Transcribe the entries from their beginning through the line containing "60], [100, 61]]", including both of those lines. Omit the pictures from your transcription.

Excerpts from segmentation records

──────────

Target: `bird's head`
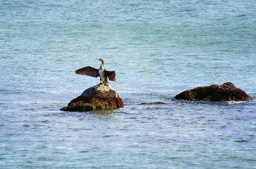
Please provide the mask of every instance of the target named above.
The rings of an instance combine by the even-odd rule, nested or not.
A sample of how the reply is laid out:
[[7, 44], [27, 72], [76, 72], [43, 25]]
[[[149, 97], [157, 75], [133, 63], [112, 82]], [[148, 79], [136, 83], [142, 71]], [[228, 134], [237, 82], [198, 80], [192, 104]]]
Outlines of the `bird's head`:
[[101, 61], [101, 63], [104, 63], [104, 60], [103, 60], [102, 59], [96, 59], [99, 60], [100, 61]]

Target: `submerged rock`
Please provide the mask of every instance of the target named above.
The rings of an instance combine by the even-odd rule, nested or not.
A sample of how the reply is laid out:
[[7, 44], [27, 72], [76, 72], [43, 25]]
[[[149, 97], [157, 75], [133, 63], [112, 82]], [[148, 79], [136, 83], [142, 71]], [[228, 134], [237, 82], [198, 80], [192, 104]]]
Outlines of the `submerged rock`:
[[85, 90], [61, 110], [86, 112], [124, 107], [122, 99], [109, 83], [99, 84]]
[[175, 98], [190, 101], [220, 101], [246, 100], [249, 99], [250, 96], [232, 83], [227, 82], [221, 85], [212, 84], [186, 90], [176, 95]]

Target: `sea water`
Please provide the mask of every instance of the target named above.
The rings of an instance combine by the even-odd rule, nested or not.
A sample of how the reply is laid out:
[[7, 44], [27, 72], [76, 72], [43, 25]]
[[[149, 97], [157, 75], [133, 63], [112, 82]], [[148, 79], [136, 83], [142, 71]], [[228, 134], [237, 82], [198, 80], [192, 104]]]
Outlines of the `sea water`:
[[[0, 1], [0, 168], [253, 168], [255, 1]], [[122, 109], [59, 110], [115, 70]], [[177, 100], [231, 82], [246, 101]], [[163, 101], [165, 105], [138, 105]]]

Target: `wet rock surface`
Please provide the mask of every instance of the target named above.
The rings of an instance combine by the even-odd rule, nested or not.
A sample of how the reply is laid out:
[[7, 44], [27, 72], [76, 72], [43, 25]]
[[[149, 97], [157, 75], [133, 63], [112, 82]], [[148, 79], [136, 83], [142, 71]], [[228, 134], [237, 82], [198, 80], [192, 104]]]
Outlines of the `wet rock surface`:
[[84, 91], [71, 100], [62, 110], [86, 112], [96, 109], [124, 107], [122, 99], [109, 83], [99, 84]]
[[176, 95], [175, 98], [190, 101], [221, 101], [246, 100], [249, 99], [250, 96], [231, 82], [226, 82], [221, 85], [212, 84], [186, 90]]

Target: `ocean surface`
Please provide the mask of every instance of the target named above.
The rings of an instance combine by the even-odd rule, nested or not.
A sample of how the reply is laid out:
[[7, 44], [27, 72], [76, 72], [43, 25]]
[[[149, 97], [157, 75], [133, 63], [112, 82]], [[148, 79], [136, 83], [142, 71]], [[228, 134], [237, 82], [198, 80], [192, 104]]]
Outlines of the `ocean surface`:
[[[256, 3], [0, 1], [1, 168], [256, 168]], [[63, 112], [115, 70], [124, 108]], [[177, 100], [233, 83], [246, 101]], [[166, 105], [138, 105], [163, 101]]]

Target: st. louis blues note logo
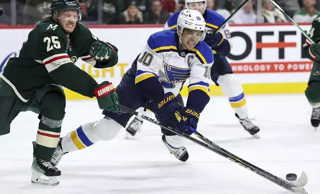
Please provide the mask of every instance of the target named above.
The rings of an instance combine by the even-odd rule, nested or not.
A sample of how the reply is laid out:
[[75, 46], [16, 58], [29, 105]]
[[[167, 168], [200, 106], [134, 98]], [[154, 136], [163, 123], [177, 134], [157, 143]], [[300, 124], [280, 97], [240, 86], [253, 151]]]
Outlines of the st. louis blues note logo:
[[174, 88], [175, 83], [184, 82], [190, 77], [189, 68], [178, 68], [165, 63], [164, 70], [167, 80], [161, 80], [160, 83], [165, 88]]

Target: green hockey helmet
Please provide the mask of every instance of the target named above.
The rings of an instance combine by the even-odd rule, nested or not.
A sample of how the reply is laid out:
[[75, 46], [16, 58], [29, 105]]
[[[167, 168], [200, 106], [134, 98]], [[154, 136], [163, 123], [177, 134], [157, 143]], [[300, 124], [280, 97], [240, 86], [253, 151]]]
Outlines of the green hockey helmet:
[[52, 0], [50, 11], [56, 19], [60, 18], [60, 11], [75, 10], [78, 13], [78, 21], [81, 20], [81, 11], [77, 0]]

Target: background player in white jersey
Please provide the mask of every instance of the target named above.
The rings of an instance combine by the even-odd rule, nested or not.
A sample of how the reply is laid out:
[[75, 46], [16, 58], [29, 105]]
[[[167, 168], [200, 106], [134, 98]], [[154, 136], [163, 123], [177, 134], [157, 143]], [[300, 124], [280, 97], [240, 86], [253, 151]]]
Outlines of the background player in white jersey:
[[[121, 104], [136, 110], [145, 106], [152, 111], [163, 125], [188, 135], [196, 130], [200, 114], [209, 102], [210, 69], [214, 60], [210, 48], [203, 40], [205, 21], [197, 10], [180, 13], [177, 30], [152, 35], [142, 52], [124, 74], [116, 92]], [[189, 79], [186, 106], [176, 96]], [[176, 111], [182, 119], [177, 122]], [[88, 147], [99, 141], [113, 139], [125, 127], [132, 115], [120, 110], [105, 110], [99, 121], [86, 123], [59, 141], [51, 162], [56, 165], [65, 153]], [[161, 129], [162, 140], [170, 153], [182, 161], [189, 155], [183, 138]]]
[[[215, 11], [206, 8], [206, 0], [185, 0], [185, 5], [187, 8], [197, 10], [201, 13], [206, 21], [207, 31], [204, 42], [211, 48], [215, 54], [215, 61], [211, 71], [212, 81], [217, 86], [221, 86], [221, 89], [229, 97], [230, 104], [236, 112], [236, 116], [243, 128], [254, 137], [259, 138], [258, 132], [260, 129], [254, 125], [248, 117], [243, 89], [233, 74], [226, 57], [232, 47], [229, 42], [231, 34], [228, 30], [229, 25], [226, 25], [220, 32], [215, 35], [215, 29], [225, 21], [223, 17]], [[164, 25], [164, 30], [176, 28], [177, 18], [180, 11], [174, 13], [169, 18]], [[139, 110], [142, 112], [143, 108], [140, 108]], [[146, 114], [146, 113], [143, 113]], [[134, 136], [137, 131], [140, 130], [142, 123], [142, 118], [135, 117], [127, 128], [127, 131]]]

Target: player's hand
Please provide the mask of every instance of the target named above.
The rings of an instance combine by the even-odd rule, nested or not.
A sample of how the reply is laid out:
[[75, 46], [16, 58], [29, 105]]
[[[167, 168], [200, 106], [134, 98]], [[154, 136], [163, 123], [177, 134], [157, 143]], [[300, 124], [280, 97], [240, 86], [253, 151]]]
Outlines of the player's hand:
[[112, 83], [105, 81], [97, 85], [94, 88], [94, 95], [97, 97], [100, 108], [110, 112], [118, 111], [119, 99]]
[[90, 56], [99, 61], [102, 61], [109, 59], [114, 50], [110, 44], [97, 41], [90, 47], [89, 53]]
[[165, 93], [158, 97], [157, 103], [163, 117], [173, 122], [178, 122], [175, 114], [181, 109], [181, 106], [175, 95], [171, 92]]
[[320, 43], [315, 43], [310, 46], [310, 55], [313, 55], [318, 58], [318, 60], [320, 60]]
[[188, 106], [185, 107], [179, 112], [181, 117], [180, 119], [177, 118], [180, 120], [178, 130], [190, 136], [192, 134], [192, 130], [197, 130], [200, 112], [196, 109]]
[[218, 32], [215, 34], [215, 31], [213, 30], [207, 31], [206, 37], [204, 39], [204, 42], [211, 48], [219, 46], [222, 43], [223, 40], [224, 38], [222, 34]]

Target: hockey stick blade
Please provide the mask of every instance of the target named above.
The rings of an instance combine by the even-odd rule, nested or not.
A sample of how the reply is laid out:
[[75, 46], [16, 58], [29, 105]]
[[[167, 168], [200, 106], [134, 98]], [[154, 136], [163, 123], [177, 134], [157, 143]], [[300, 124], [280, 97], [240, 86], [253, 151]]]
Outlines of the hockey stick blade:
[[[203, 136], [201, 134], [192, 128], [190, 128], [190, 129], [192, 131], [193, 134], [198, 137], [200, 140], [204, 141], [212, 147], [218, 147], [220, 149], [221, 151], [224, 152], [229, 155], [229, 157], [227, 157], [229, 159], [242, 166], [251, 171], [261, 176], [272, 183], [276, 184], [287, 190], [294, 193], [296, 193], [297, 191], [299, 192], [301, 192], [302, 190], [304, 191], [303, 187], [307, 185], [308, 181], [307, 175], [306, 175], [306, 173], [304, 172], [303, 171], [301, 176], [299, 178], [298, 181], [288, 181], [287, 180], [285, 180], [247, 162], [232, 153], [224, 149], [222, 147], [208, 140], [207, 138]], [[306, 193], [306, 192], [305, 193]]]
[[[300, 185], [303, 186], [304, 183], [305, 183], [305, 184], [307, 184], [306, 183], [308, 182], [308, 178], [306, 179], [306, 177], [307, 177], [307, 176], [306, 175], [305, 176], [305, 174], [304, 174], [304, 175], [303, 175], [303, 175], [304, 176], [302, 176], [302, 177], [300, 178], [299, 178], [299, 180], [301, 180], [301, 181], [292, 182], [291, 182], [291, 183], [289, 183], [289, 182], [286, 180], [284, 180], [282, 179], [281, 179], [278, 177], [276, 177], [275, 175], [273, 175], [272, 174], [269, 173], [264, 171], [264, 170], [262, 170], [253, 165], [253, 164], [249, 163], [248, 162], [245, 161], [245, 160], [243, 160], [242, 159], [240, 158], [238, 156], [237, 156], [231, 152], [229, 152], [226, 150], [220, 147], [219, 146], [215, 145], [214, 143], [212, 143], [210, 140], [207, 139], [204, 137], [203, 137], [202, 140], [204, 141], [205, 142], [206, 142], [206, 144], [203, 142], [200, 141], [191, 136], [189, 136], [185, 134], [185, 133], [182, 133], [180, 131], [178, 131], [175, 129], [172, 128], [170, 127], [163, 126], [159, 121], [153, 119], [153, 118], [149, 117], [147, 116], [144, 115], [141, 113], [136, 112], [135, 110], [133, 110], [130, 108], [126, 107], [121, 104], [119, 104], [119, 107], [120, 108], [124, 110], [126, 112], [127, 112], [131, 114], [133, 114], [136, 116], [141, 116], [144, 120], [146, 120], [149, 122], [153, 123], [154, 124], [155, 124], [164, 129], [165, 129], [168, 131], [170, 131], [171, 132], [174, 133], [178, 136], [180, 136], [194, 143], [195, 143], [196, 144], [200, 146], [201, 146], [207, 148], [208, 149], [209, 149], [213, 151], [214, 152], [219, 155], [220, 155], [221, 156], [227, 159], [230, 160], [231, 161], [236, 163], [236, 164], [239, 164], [242, 166], [243, 167], [246, 168], [247, 169], [257, 174], [257, 175], [272, 182], [276, 184], [277, 185], [292, 192], [296, 192], [296, 191], [298, 191], [300, 192], [300, 191], [301, 191], [302, 190], [303, 190], [303, 188], [301, 187], [299, 187], [299, 186], [300, 186]], [[195, 131], [196, 132], [196, 131]], [[202, 135], [201, 135], [198, 132], [194, 133], [194, 134], [195, 134], [196, 136], [197, 136], [198, 137], [199, 137], [199, 136], [202, 136]], [[200, 138], [200, 139], [201, 138]], [[208, 144], [209, 145], [207, 144]], [[303, 180], [304, 180], [304, 181], [302, 181]], [[307, 182], [306, 182], [304, 180], [307, 180]], [[302, 184], [300, 183], [302, 183]], [[298, 187], [295, 187], [295, 186], [298, 186]], [[306, 192], [306, 193], [304, 193], [303, 194], [307, 194]]]

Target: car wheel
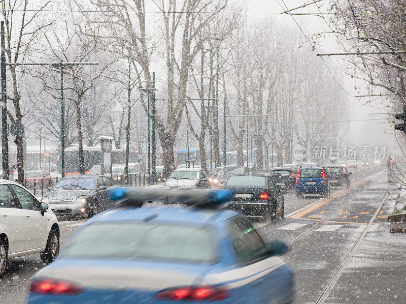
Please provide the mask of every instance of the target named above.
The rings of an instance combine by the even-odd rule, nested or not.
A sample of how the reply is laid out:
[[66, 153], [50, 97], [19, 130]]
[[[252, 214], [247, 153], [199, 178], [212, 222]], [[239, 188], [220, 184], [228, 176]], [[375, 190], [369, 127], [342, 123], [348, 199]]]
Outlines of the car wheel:
[[6, 273], [7, 267], [7, 245], [4, 240], [0, 240], [0, 278]]
[[97, 201], [95, 199], [92, 200], [91, 206], [89, 207], [87, 211], [87, 218], [90, 219], [93, 216], [97, 214]]
[[41, 260], [45, 264], [49, 264], [59, 254], [59, 235], [55, 229], [51, 229], [48, 237], [47, 247], [44, 252], [40, 254]]

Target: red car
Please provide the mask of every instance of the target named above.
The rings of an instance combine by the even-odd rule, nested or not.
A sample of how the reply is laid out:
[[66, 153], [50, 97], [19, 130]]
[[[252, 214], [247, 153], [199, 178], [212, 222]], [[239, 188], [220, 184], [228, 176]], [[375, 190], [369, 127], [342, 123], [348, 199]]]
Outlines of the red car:
[[49, 172], [44, 170], [28, 171], [25, 173], [26, 187], [40, 188], [43, 185], [44, 188], [52, 186], [52, 178]]

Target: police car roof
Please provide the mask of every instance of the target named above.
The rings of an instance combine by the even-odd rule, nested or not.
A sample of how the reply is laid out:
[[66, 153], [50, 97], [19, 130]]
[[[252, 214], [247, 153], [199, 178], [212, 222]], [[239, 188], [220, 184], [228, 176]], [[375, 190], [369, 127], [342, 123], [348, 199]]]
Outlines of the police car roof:
[[231, 210], [216, 210], [193, 207], [117, 207], [96, 215], [86, 222], [167, 221], [174, 223], [204, 225], [215, 224], [238, 216]]
[[320, 169], [321, 170], [325, 168], [323, 167], [302, 167], [300, 168], [300, 170], [303, 170], [303, 169]]

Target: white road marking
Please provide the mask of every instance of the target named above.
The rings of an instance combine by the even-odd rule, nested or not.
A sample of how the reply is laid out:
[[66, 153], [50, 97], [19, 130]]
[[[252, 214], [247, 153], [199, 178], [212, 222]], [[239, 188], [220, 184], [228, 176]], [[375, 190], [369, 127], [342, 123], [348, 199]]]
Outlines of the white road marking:
[[82, 226], [85, 223], [85, 221], [79, 222], [79, 223], [76, 222], [72, 223], [72, 222], [59, 222], [59, 225], [63, 227], [77, 227], [78, 226]]
[[335, 231], [342, 226], [342, 225], [325, 225], [316, 229], [315, 231]]
[[279, 228], [277, 229], [280, 229], [281, 230], [295, 230], [304, 226], [306, 226], [307, 225], [307, 224], [299, 224], [298, 223], [292, 223], [291, 224], [288, 224], [287, 225], [285, 225], [285, 226], [280, 227]]

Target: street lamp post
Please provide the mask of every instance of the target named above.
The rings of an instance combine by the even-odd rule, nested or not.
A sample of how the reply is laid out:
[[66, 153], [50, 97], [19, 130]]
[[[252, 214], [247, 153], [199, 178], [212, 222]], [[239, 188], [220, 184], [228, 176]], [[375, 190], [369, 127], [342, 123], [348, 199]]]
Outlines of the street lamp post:
[[212, 109], [217, 109], [217, 106], [205, 106], [205, 108], [209, 109], [209, 115], [210, 119], [210, 127], [209, 128], [209, 132], [210, 134], [210, 173], [213, 172], [213, 133], [212, 131], [212, 123], [213, 122], [213, 115], [212, 114]]
[[40, 170], [42, 170], [42, 151], [41, 149], [41, 131], [42, 128], [40, 128]]

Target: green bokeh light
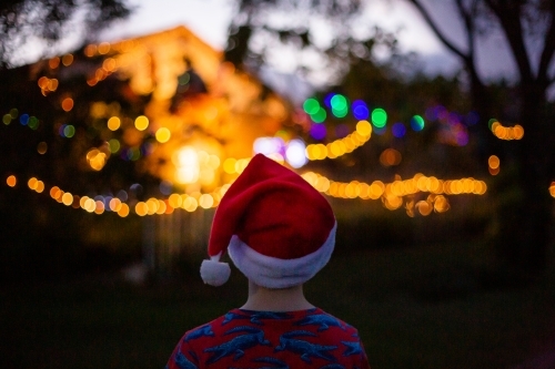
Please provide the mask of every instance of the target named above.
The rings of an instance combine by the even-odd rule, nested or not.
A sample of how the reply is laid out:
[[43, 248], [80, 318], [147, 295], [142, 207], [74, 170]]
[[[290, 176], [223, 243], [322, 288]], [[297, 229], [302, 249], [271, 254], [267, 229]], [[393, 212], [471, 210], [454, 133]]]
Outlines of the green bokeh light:
[[311, 119], [314, 123], [322, 123], [323, 121], [325, 121], [326, 117], [327, 117], [327, 113], [321, 106], [319, 107], [319, 110], [314, 114], [311, 114]]
[[379, 129], [383, 129], [387, 123], [387, 113], [385, 110], [377, 107], [372, 111], [372, 124]]
[[310, 115], [316, 114], [320, 109], [320, 103], [316, 99], [306, 99], [303, 104], [304, 112]]
[[330, 104], [332, 105], [332, 110], [336, 110], [339, 112], [342, 112], [347, 109], [347, 100], [345, 96], [341, 94], [334, 95], [330, 101]]
[[335, 115], [336, 117], [345, 117], [346, 114], [349, 113], [349, 109], [332, 109], [332, 114]]

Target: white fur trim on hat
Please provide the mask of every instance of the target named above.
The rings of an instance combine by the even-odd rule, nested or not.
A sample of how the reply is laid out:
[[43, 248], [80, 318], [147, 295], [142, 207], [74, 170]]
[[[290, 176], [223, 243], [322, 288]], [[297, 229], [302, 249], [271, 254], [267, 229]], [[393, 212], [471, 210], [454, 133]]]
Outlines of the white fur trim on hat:
[[239, 270], [256, 285], [266, 288], [287, 288], [311, 279], [327, 264], [335, 245], [336, 228], [335, 222], [322, 247], [296, 259], [280, 259], [262, 255], [236, 235], [231, 238], [228, 253]]
[[210, 260], [202, 260], [201, 277], [205, 284], [221, 286], [230, 279], [231, 268], [228, 263], [220, 263], [220, 256], [212, 256]]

──────────

- Written reply
Target: `bird's head`
Please provide the mask of every instance of the target named above.
The rings of an instance combine by the even-odd rule, nested or not.
A sample of how the reply is laid out:
[[7, 44], [27, 72], [76, 72], [43, 25]]
[[[149, 97], [157, 75], [133, 63], [112, 82]], [[148, 79], [136, 83], [142, 71]], [[228, 134], [237, 82], [198, 80], [192, 104]]]
Outlines of the `bird's head`:
[[101, 61], [101, 63], [104, 63], [104, 60], [103, 60], [102, 59], [96, 59], [99, 60], [100, 61]]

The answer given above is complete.